PASSAGE TO READ =
▬▬▬
LOX IMVI malignant amelanotic melanoma and OVCAR-5 ovarian adenocarcinoma cells line are purchased from the National Cancer Institute (Frederick, Md.). Animals: Nude female immunodeficient mice (aged 6-12 weeks) are routinely used (B&K Universal, Hull U.K.). All animal procedures are carried out under the 1997 UKCCCR guidelines on the welfare of animals in experimental neoplasia (Workman, et al., 1998).

Prior to undertaking chemotherapy studies for each compound a maximum tolerated dose (MTD) is defined for a single intravenous injection.

For determination of maximum tolerated dose, compounds are reconstituted at the desired dose in 5% DMA/95% physiological saline. Two mice are treated with test agent and 2 mice are treated with vehicle alone (5% DMA/95% saline), via an intravenous (i.v., or IV) tail vein injection in a volume of 0.1 ml per 10 g body weight (Prior to i.v. injection the tail vein is warmed briefly until the vein is observed to dilate).

Body weight is measured daily and behavior and general appearance monitored visually. If body weight loss is >15% over 72-hour period or if animal behavior and appearance are altered, then mice will be immediately sacrificed by Schedule 1 method (Cervical Dislocation). If no deleterious effects are seen after 14 days, then the procedure will be terminated by Schedule 1 method and the dose considered non-toxic. A dose escalation scheme (1.5-2× increase/decease on previous dose) is used.

Solid tumor propagation and transplantation is conducted under brief anesthesia (isoflurane). The mouse flank is sterilized using 70% alcohol. Using a 3 mm trocar, a tumor fragment of less than 3 mm diameter is inserted subcutaneously into the left &/or right flank. (To initiate tumor passaging, no more than 10⁷cells in 200 ul are injected into the left and/or right flank subcutaneously).

Five times a week mice are weighed and tumor growth is measured using calipers. Once tumors have reached a considerable size (<17 mm) mice are euthanized by Schedule 1 method and tumor material removed and passaged again for chemotherapy studies or alternatively propagated to maintain the tumor in vivo.

LOX IMVI/OVCAR-5 tumor fragments are implanted subcutaneously in nude mice (as described above). Mice are treated with test compound (n=8) at a previously established single i.v MTD using 5% DMA/95% saline as a vehicle. Control mice (n=8) are treated with vehicle alone.
▬▬▬
DATA SUPPLIED =
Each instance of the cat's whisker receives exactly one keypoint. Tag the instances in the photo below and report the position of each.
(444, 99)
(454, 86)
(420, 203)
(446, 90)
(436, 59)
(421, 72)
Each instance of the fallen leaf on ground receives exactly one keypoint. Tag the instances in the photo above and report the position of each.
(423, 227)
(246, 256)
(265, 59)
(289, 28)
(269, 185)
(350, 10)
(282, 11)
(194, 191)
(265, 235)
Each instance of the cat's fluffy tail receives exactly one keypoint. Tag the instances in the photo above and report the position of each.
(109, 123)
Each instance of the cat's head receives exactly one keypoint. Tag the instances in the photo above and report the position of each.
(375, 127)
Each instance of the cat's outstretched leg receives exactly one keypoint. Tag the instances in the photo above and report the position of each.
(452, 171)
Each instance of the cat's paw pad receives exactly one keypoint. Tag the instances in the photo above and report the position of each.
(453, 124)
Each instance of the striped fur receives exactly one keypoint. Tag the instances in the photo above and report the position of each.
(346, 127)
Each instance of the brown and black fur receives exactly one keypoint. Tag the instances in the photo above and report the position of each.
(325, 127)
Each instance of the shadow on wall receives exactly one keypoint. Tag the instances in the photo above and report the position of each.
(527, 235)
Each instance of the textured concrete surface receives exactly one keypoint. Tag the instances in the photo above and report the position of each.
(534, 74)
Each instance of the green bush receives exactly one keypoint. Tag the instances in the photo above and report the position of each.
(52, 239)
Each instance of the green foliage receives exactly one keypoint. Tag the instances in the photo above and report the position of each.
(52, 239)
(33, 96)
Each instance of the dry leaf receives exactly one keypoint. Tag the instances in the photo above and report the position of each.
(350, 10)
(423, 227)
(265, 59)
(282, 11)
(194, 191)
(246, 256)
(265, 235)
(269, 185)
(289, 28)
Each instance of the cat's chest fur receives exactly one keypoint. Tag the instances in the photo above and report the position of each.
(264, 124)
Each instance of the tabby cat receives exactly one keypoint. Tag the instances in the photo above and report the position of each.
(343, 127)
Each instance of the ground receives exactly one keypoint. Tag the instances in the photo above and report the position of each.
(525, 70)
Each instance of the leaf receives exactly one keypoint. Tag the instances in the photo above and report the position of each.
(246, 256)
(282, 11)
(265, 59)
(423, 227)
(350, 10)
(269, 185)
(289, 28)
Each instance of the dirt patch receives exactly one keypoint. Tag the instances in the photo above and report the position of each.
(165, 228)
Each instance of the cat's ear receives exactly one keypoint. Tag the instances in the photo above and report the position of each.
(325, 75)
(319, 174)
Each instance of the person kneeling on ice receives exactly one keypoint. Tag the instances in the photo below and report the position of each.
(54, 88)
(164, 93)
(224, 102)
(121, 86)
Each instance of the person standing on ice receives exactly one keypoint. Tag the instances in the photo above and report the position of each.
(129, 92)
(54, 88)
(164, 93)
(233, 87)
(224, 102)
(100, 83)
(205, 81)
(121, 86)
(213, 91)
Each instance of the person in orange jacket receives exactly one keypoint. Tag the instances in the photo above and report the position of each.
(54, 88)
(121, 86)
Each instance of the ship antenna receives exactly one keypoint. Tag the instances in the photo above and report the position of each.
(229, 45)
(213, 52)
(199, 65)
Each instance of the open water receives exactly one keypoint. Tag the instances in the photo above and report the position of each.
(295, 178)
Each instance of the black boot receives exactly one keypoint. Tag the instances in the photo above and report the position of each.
▬▬▬
EXERCISE 1 = Summarize the mouse tumor protocol in two sentences.
EXERCISE 2 = According to the mouse tumor protocol, what solution are compounds reconstituted in for determining the maximum tolerated dose?
EXERCISE 3 = Reproduce the mouse tumor protocol between "Body weight is" and "dose) is used.", inclusive.

REPLY 1 = Before chemotherapy studies, a maximum tolerated dose for each compound is defined by giving nude mice a single intravenous tail vein injection and monitoring their body weight, behavior, and appearance, with a dose escalation scheme. LOX IMVI or OVCAR-5 tumor fragments are then implanted subcutaneously, and eight mice are treated with the test compound at that dose while eight control mice receive the vehicle alone.

REPLY 2 = 5% DMA/95% physiological saline.

REPLY 3 =
Body weight is measured daily and behavior and general appearance monitored visually. If body weight loss is >15% over 72-hour period or if animal behavior and appearance are altered, then mice will be immediately sacrificed by Schedule 1 method (Cervical Dislocation). If no deleterious effects are seen after 14 days, then the procedure will be terminated by Schedule 1 method and the dose considered non-toxic. A dose escalation scheme (1.5-2× increase/decease on previous dose) is used.